Natural-language object grounding data
========================

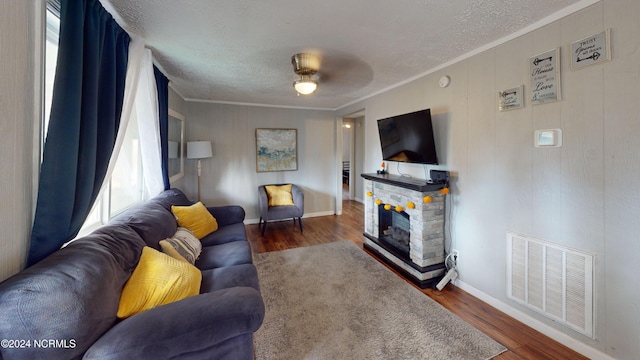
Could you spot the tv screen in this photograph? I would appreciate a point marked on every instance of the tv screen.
(408, 138)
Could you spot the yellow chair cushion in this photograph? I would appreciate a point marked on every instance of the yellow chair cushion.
(279, 195)
(196, 218)
(158, 279)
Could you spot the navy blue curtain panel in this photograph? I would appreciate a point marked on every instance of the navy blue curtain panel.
(162, 83)
(85, 115)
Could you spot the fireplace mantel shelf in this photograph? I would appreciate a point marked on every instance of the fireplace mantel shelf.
(404, 182)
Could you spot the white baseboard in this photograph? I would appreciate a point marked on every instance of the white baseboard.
(316, 214)
(554, 334)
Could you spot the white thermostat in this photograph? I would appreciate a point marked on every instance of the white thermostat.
(444, 81)
(548, 138)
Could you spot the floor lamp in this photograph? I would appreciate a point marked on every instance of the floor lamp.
(199, 150)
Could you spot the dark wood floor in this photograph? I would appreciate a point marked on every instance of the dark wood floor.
(521, 341)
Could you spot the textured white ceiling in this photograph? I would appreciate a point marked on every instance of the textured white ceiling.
(240, 50)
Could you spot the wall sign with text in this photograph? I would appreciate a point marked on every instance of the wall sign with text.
(510, 99)
(591, 50)
(545, 77)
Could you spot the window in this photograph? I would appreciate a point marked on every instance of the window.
(126, 186)
(51, 58)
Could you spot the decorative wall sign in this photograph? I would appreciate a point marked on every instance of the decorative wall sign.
(545, 77)
(276, 150)
(510, 99)
(591, 50)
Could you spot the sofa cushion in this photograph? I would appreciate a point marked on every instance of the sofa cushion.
(229, 254)
(158, 279)
(183, 245)
(152, 222)
(244, 275)
(225, 234)
(196, 218)
(191, 328)
(72, 294)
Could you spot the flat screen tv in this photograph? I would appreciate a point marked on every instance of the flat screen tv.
(408, 138)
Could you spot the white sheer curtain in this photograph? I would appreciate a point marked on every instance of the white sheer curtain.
(136, 53)
(149, 127)
(140, 95)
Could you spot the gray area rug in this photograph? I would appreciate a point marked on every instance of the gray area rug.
(334, 301)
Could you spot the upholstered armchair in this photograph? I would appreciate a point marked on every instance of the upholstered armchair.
(285, 204)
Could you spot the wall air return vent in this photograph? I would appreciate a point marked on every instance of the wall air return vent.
(553, 280)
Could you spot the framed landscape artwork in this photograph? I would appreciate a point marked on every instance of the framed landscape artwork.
(276, 150)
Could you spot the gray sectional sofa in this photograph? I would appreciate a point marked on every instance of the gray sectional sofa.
(65, 306)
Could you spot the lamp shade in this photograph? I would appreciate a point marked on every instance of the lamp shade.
(305, 85)
(199, 150)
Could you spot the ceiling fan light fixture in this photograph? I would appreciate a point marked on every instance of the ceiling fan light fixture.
(305, 85)
(305, 65)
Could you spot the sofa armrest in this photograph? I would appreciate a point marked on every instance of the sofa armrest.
(185, 326)
(226, 215)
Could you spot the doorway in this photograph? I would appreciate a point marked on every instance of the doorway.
(350, 158)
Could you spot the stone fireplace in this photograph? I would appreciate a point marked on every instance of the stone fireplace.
(409, 239)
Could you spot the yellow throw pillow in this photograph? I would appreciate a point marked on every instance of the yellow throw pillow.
(158, 279)
(279, 195)
(196, 218)
(183, 245)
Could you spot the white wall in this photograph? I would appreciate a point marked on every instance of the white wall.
(19, 97)
(230, 177)
(584, 195)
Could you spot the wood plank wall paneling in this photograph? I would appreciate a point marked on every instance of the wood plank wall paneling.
(18, 98)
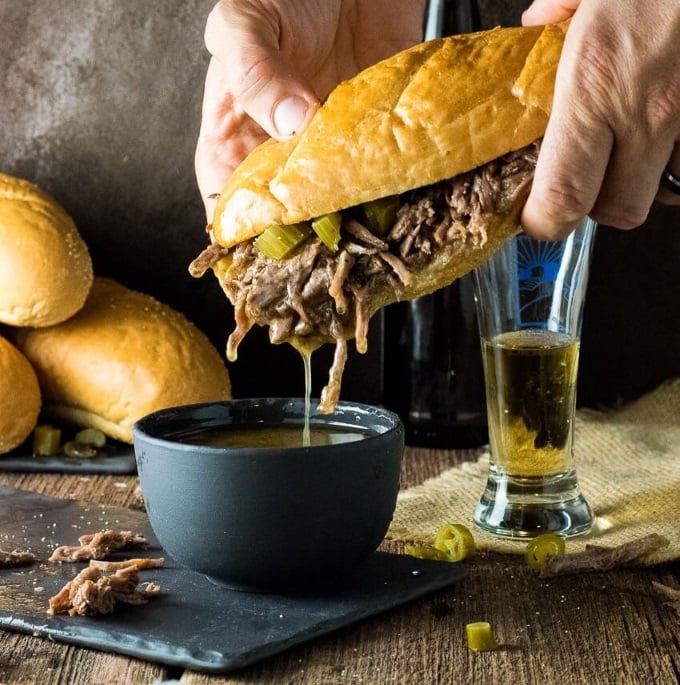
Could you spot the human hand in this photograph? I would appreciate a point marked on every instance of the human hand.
(274, 60)
(615, 123)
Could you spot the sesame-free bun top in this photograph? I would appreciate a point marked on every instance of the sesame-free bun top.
(426, 114)
(19, 397)
(122, 356)
(46, 269)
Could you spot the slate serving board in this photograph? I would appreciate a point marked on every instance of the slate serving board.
(194, 623)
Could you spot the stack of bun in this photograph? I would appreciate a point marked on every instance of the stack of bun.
(80, 348)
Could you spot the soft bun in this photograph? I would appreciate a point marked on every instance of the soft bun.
(426, 114)
(46, 267)
(122, 356)
(19, 397)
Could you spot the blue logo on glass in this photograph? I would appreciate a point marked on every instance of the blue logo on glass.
(538, 265)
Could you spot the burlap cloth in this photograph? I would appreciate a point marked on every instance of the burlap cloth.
(628, 465)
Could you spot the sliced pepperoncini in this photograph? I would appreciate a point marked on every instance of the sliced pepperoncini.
(327, 227)
(456, 541)
(480, 636)
(278, 241)
(381, 213)
(542, 547)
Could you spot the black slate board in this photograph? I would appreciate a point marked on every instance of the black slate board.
(115, 458)
(194, 623)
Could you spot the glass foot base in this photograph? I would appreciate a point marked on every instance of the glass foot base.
(524, 507)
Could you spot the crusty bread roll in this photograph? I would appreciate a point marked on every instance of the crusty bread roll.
(46, 267)
(122, 356)
(19, 397)
(449, 128)
(428, 113)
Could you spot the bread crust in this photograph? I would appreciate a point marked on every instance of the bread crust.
(19, 397)
(47, 269)
(122, 356)
(426, 114)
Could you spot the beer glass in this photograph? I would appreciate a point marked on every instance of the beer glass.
(529, 299)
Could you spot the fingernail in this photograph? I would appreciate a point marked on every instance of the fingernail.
(289, 115)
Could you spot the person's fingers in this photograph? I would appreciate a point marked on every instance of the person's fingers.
(226, 136)
(573, 158)
(548, 11)
(257, 74)
(612, 129)
(669, 188)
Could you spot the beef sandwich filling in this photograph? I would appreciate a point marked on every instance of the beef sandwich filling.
(317, 295)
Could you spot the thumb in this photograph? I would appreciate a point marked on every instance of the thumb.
(259, 77)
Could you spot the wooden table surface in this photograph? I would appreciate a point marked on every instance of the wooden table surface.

========================

▶ _DIRECTIONS_
Could you transcribe all of the data exactly, keeping every picture out of the copy?

▶ _ANSWER BOX_
Could you spot the tv screen in this photograph? I would appreciate a point marked on every instance of the tv screen.
(408, 138)
Could you spot the yellow chair cushion in this photograph? I would appreciate a point marked on every instance of the yellow chair cushion.
(279, 195)
(196, 218)
(158, 279)
Could you spot the navy blue curtain panel in this photograph? I would appreciate a point marked on every instance of the navy blue curtain panel.
(162, 83)
(85, 115)
Could you spot the fireplace mantel shelf in this photograph? I would appreciate a point marked on every instance of the fireplace mantel shelf.
(404, 182)
Could you spot the white baseboard in this photograph? I would appreciate a point marked on every instance of the white baseboard.
(316, 214)
(554, 334)
Could you spot the white thermostat in this photograph? I would appreciate a point marked on every instance of the white thermostat.
(444, 81)
(548, 138)
Could you spot the floor lamp in this photograph? I would appreciate a point marked on every instance of the floor lamp.
(199, 150)
Could you spot the dark wood floor in this photograph? I would appreciate a point marked on every instance of the dark wood floor.
(521, 341)
Could you spot the textured white ceiling in this photograph? I would appreciate a point marked on every instance of the textured white ceiling.
(240, 50)
Could you spot the wall sign with text in this photograph? I would appreciate a point marked on every instance of the wall sign with text.
(510, 99)
(591, 50)
(545, 77)
Could you spot the window in this photograph? I would appreciate a point marked on every instance of the window.
(126, 186)
(51, 58)
Could you spot the decorative wall sign in this photograph? I would appreciate a point marked on every instance of the decorative wall sign.
(545, 77)
(276, 150)
(510, 99)
(591, 50)
Could you spot the sofa cushion in this photograph? I would appreciate a point marked on every instance of the sofa cushion.
(229, 254)
(158, 279)
(183, 245)
(152, 222)
(244, 275)
(225, 234)
(196, 218)
(191, 328)
(72, 294)
Could you spot the flat screen tv in this photograph? I would appreciate a point marked on every instance of the flat screen tv.
(408, 138)
Could you spot the white sheer curtain in this photograph? I would appreciate a point marked on every instance of the white sheer curtain.
(136, 53)
(149, 127)
(140, 95)
Could you spot the gray area rug in this photograph? I would appreciate a point marked on every instance of the gray area rug.
(334, 301)
Could you spot the upholstered armchair in this photograph? I would appreciate a point marked on every instance of the upholstered armchair.
(285, 204)
Could you spot the wall air return vent in this photograph? I would appreciate a point marked on every instance of the wall air return vent.
(553, 280)
Could you spot the framed landscape artwork in this photograph? I would appreciate a point marked on every instance of the framed landscape artwork.
(276, 150)
Could you spot the gray sectional sofa in this photograph? I would appreciate a point marked on every instance of the gray sectional sofa.
(65, 306)
Could you spot the lamp shade in this photograph? I would appreciate a point marked on every instance of the lamp shade.
(305, 85)
(199, 150)
Could you spot the ceiling fan light fixture in this photograph? I would appreciate a point marked on every instance of the ceiling fan light fixture.
(305, 85)
(305, 65)
Could you spot the sofa armrest in this photograph? I would appreciate a point marked on every instance of the sofa armrest.
(185, 326)
(226, 215)
Could you spot the doorway in this photograph? I would appreciate a point marked on every instance of the doorway.
(350, 158)
Could you spot the stone fireplace in this photograph? I would appreciate a point marked on every instance of the stone fireplace.
(409, 239)
Could you spot the yellow throw pillow in this photograph? I would appreciate a point marked on every instance of the yellow throw pillow.
(158, 279)
(279, 195)
(196, 218)
(183, 245)
Could you spot the white wall in this photograph? I would appreciate a point marked on every instance of the white wall.
(19, 97)
(230, 177)
(584, 195)
Could you spot the wood plank wall paneling in this photograph? I would appreciate a point marked on every instance of the wood plank wall paneling.
(18, 98)
Could you spot the human hand in this photograph? I would appreciate a point marked on every instance of the human hand.
(274, 60)
(615, 123)
Could you spot the sesame-free bun top in this photograph? I would appreciate a point marked on every instance of the sesame-free bun top.
(426, 114)
(19, 397)
(122, 356)
(46, 269)
Could you spot the slate serving board in this photograph? I would appreciate a point marked on every instance of the slate serving board.
(194, 623)
Could you spot the stack of bun in this photograph? I would appreciate a point marked on every instance of the stack of bun.
(80, 348)
Could you spot the soft bun in this photograph? I would appreciate a point marked on every instance of the soft bun.
(426, 114)
(46, 267)
(122, 356)
(19, 397)
Could you spot the blue logo on glass in this photograph? I would appreciate a point marked on every instance of the blue logo on glass.
(538, 265)
Could you spot the burlap cloth in this photograph? I would appreciate a point marked on every instance of the burlap cloth.
(628, 465)
Could you spot the sliced pepperoncini in this photograph? I would appreciate a point marked on every instance of the sliced pepperoncini.
(327, 227)
(456, 541)
(480, 636)
(278, 241)
(381, 213)
(542, 547)
Could you spot the black slate board in this photograph? I would appreciate a point marked on every instance of the black slate board.
(115, 458)
(194, 623)
Could you spot the glass foot base in this photograph? I would appreciate a point marked on every instance of the glass foot base.
(524, 507)
Could you spot the crusty bread roll in this photograph? I would appreciate a point marked on every instance of the crusty bread roll.
(46, 267)
(122, 356)
(19, 397)
(449, 128)
(428, 113)
Could you spot the bread crust in this photograph? I would appreciate a point marked on every instance of the bread crust.
(19, 397)
(47, 269)
(122, 356)
(426, 114)
Could you spot the beer glass in this photograph? I would appreciate a point marked on every instance of the beer glass.
(529, 299)
Could you spot the fingernail in this photograph? I would appreciate a point marked on every instance of the fingernail.
(289, 115)
Could you spot the person's fingers in this photograph? I would appreciate a point marked on every instance of the person's fingers.
(226, 136)
(573, 158)
(548, 11)
(257, 74)
(612, 129)
(669, 188)
Could you spot the beef sandwich filling in this photograph? I would appreciate a point marked on every instance of the beef sandwich filling.
(317, 295)
Could you spot the thumb in this photograph? I would appreciate a point marked on every instance of the thumb.
(259, 77)
Could you spot the wooden table surface in this photograph? I would appreciate a point marked on every instance of the wooden table surface.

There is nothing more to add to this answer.